What is needed:
Change every "yellow" in the lines below to "orange" and leave the rest of the lines as they are.

* BEGIN Exercise data *

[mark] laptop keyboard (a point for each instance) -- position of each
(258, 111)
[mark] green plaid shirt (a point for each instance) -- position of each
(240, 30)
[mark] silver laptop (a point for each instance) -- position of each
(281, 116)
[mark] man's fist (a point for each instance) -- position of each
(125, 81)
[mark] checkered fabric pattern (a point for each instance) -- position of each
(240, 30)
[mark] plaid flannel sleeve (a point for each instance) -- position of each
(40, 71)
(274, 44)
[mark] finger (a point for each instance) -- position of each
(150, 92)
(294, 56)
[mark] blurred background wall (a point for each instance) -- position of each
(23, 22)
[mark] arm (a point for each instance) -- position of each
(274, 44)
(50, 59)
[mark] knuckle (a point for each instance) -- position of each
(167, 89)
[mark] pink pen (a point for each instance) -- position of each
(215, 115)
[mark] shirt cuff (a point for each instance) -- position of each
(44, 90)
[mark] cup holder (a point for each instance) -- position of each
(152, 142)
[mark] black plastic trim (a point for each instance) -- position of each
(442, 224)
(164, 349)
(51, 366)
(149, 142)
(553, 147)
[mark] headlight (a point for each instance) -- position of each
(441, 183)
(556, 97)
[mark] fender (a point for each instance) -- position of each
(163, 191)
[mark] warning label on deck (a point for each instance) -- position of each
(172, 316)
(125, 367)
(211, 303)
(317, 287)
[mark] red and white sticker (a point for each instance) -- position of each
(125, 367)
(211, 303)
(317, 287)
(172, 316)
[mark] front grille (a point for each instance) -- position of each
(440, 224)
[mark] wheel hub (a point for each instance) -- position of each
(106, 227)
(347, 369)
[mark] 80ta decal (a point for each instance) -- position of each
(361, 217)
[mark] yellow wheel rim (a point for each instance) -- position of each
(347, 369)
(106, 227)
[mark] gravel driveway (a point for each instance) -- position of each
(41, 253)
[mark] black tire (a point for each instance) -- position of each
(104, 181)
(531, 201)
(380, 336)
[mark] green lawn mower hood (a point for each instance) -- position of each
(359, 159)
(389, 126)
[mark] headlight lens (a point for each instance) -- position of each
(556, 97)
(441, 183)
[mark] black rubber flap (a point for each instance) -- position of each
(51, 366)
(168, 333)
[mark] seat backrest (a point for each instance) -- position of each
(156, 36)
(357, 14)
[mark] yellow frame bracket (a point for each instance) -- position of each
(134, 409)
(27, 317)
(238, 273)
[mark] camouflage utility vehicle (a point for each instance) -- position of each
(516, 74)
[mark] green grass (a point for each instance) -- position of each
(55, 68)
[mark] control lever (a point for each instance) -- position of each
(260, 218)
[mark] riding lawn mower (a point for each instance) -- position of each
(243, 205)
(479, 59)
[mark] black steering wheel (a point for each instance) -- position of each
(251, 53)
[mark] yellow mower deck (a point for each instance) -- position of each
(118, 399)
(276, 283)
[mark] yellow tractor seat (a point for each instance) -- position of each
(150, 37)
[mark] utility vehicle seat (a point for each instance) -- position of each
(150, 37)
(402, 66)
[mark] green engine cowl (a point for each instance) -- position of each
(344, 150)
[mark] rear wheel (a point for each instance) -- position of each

* END Exercise data *

Answer for the task:
[mark] laptop keyboard (a point for each instance) -- position of each
(258, 111)
[mark] green plaid shirt (a point for each instance) -- position of each
(240, 30)
[mark] silver laptop (a point for each instance) -- position of each
(281, 116)
[mark] man's fist (a point for each instance) -- position of each
(125, 81)
[mark] checkered fabric pattern (a point for each instance) -- position of each
(240, 30)
[mark] plaid flannel sleeve (a point for each instance) -- position of each
(40, 71)
(274, 44)
[mark] finger (a point for each instance) -- position of each
(150, 92)
(294, 56)
[mark] blurred background wall (a point for each instance) -- position of each
(23, 22)
[mark] arm (a point for each instance) -- position of each
(274, 44)
(50, 59)
[mark] knuckle (a point for each instance) -- position of each
(167, 89)
[mark] pink pen (a point for each instance) -- position of each
(215, 115)
[mark] shirt cuff (a point for each instance) -- position of each
(44, 90)
[mark] cup holder (a point for each instance) -- position of each
(152, 142)
[mark] black plastic trim (a point for each instance) -- position of each
(442, 224)
(164, 349)
(51, 366)
(149, 142)
(553, 147)
[mark] headlight (a point for each instance) -- position of each
(441, 183)
(556, 97)
[mark] fender (a point for each instance) -- position of each
(163, 191)
[mark] warning label on deck (a point for each instance) -- position of each
(172, 316)
(125, 367)
(211, 303)
(317, 287)
[mark] red and white sticker (a point for each instance) -- position of each
(125, 367)
(211, 303)
(317, 287)
(172, 316)
[mark] front grille (a point for each instance) -- position of each
(440, 224)
[mark] wheel hub (a point for each instance) -- position of each
(106, 227)
(347, 369)
[mark] 80ta decal (a point for each instance) -- position of each
(361, 217)
[mark] orange wheel rim (a point for each instance) -- position of each
(347, 369)
(106, 227)
[mark] gravel driveway (a point for each instance) -- position of each
(41, 253)
[mark] black tire (a point for each instance) -- position of each
(104, 181)
(531, 201)
(380, 336)
[mark] green lawn mower hood (a point for each instance) -- position of each
(359, 159)
(389, 126)
[mark] headlight lens (a point for each instance) -- position of each
(556, 97)
(441, 183)
[mark] black rubber flap (a point for each instance) -- position of each
(51, 366)
(168, 333)
[mark] seat backrest (a point for each instance) -- position of each
(156, 36)
(357, 14)
[mark] orange frame bracket (a point for each instance) -- position of each
(134, 409)
(27, 317)
(238, 273)
[mark] camouflage utility vehicle (a point for each instance) -- position of each
(516, 74)
[mark] green grass (a point for each instance) -- position of each
(55, 68)
[mark] control lever (a point for each instance) -- position of each
(260, 218)
[mark] riding lawn mower (a point for each instance) -- position of each
(243, 205)
(479, 59)
[mark] black steering wheel (a point for each instance) -- position of each
(251, 53)
[mark] orange mower deck (a point for each instance) -- position of each
(118, 399)
(276, 283)
[mark] orange tractor seat (a point for each instance) -- position of each
(150, 37)
[mark] utility vehicle seat (a point for each instance) -- position of each
(150, 37)
(402, 66)
[mark] green engine cowl (a point for each instance) -- position of each
(344, 150)
[mark] rear wheel (a point for each instance) -- position of each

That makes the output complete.